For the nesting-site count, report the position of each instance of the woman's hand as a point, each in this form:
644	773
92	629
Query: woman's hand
--
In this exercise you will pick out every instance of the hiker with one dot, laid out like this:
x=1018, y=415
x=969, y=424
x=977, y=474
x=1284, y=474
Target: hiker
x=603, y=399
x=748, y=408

= EXERCISE PROMPT =
Every line above from the line with "For the nesting-site" to the line with "Query: woman's hand", both included, must be reproduced exactly, and no other line may appear.

= EXERCISE ANSWER =
For the nesting-site count, report the position of each instance of the woman's hand as a point, each in this form:
644	773
92	629
Query: woman's hand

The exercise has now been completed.